### Given data ###

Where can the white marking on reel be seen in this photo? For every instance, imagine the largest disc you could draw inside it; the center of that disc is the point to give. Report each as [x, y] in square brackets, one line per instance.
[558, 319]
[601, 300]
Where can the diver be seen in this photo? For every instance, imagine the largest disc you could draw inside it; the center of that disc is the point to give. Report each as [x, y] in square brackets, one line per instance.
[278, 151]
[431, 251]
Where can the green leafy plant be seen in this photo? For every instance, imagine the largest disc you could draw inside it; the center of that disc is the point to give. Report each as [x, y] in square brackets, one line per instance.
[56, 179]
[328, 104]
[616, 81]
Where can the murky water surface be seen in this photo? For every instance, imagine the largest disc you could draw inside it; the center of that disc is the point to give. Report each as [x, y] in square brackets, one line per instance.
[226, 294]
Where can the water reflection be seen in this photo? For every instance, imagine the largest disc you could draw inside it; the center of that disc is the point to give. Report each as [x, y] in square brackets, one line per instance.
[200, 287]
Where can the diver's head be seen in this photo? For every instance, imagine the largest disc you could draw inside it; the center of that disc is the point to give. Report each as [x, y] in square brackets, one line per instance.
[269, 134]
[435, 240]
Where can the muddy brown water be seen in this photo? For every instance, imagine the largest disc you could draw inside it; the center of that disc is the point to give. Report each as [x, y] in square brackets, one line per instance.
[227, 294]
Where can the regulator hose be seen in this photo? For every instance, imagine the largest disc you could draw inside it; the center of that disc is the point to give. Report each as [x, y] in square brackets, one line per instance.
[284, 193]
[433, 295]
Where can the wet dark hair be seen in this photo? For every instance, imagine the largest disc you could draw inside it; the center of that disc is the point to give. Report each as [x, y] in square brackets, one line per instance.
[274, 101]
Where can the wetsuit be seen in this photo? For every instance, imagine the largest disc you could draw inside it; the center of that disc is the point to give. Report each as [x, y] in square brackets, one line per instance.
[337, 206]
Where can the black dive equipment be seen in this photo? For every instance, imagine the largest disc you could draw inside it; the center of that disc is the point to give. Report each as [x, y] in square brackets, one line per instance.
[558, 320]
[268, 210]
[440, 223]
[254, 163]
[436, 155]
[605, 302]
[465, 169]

###

■ **Your task**:
Lay out every one of the records above as a two-column CSV with the header row request,answer. Give one row per record, put each field in double quotes, and replace any line breaks within a field with spaces.

■ **Result for this task**:
request,answer
"Where can the white marking on reel be seen in this photo? For every instance, imagine the largest disc you could draw inside it; the center of that disc is the point to give. Report each as [x, y] in square brackets, one line per instance.","[558, 319] [601, 300]"
"Where can the diver be seen in this photo? For every instance, imagine the largest disc you could draw inside it; the center of that disc is the point to give. Report each as [x, y] in square brackets, one line per instance.","[278, 151] [431, 251]"
"Where can the green leafy plant be seen in this photo? For every instance, imagine the largest disc you could draw inside it; the center of that disc is the point to give. Report each as [x, y] in square brackets, one line per instance.","[56, 179] [328, 104] [616, 81]"
"Where can the murky water surface be seen in this photo? For every instance, imagine the largest disc you could draw inside it; the center of that disc is the point to give. Report each as [x, y] in square brackets, one line per instance.","[226, 294]"
"Where can the water reflection be seen in this photo? For every instance, imagine the largest disc you could draw inside it; the center of that disc is the point to give. Report each as [x, y] in square brackets, one line per instance.","[200, 287]"
"Where can the diver's head be seen in this photo? For every instance, imagine the largest disc you could draw inside it; the center of that disc is the point to give. Report each as [x, y] in square brackets, one line per instance.","[269, 134] [435, 240]"
"Where can the muddy brown water be seen in this photo? For every instance, imagine the largest disc you could draw inside it; the center of that disc is the point to give. Report each as [x, y] in square brackets, one line per instance.","[227, 294]"
"Where can the regulator hose be seen in this photo? For every instance, imagine the largest disc you could draw inside it; the center of that disc is the point to give. Report each as [x, y] in square brackets, one line per instance.","[284, 193] [433, 295]"
"Where can the wet dark hair be seen in this photo? For every instance, imagine the largest disc you could draw inside it; the center of that disc is the point to give. Report each as [x, y] in square brackets, one line per instance.","[274, 101]"
"Where can the wetsuit be seen in this photo? For every instance, imagine the largest disc you could draw inside it; the center of that disc is the point to give. Report each as [x, y] in square brackets, one line per instance.","[337, 206]"
"Where can the black dive equipment be seen in this photo? For every instance, imagine the largest disc you could draw inside it; the center of that disc is the point to give. Report each as [x, y] in square brackets, one line per instance.","[558, 320] [268, 210] [440, 223] [254, 163] [436, 155] [605, 302] [465, 169]"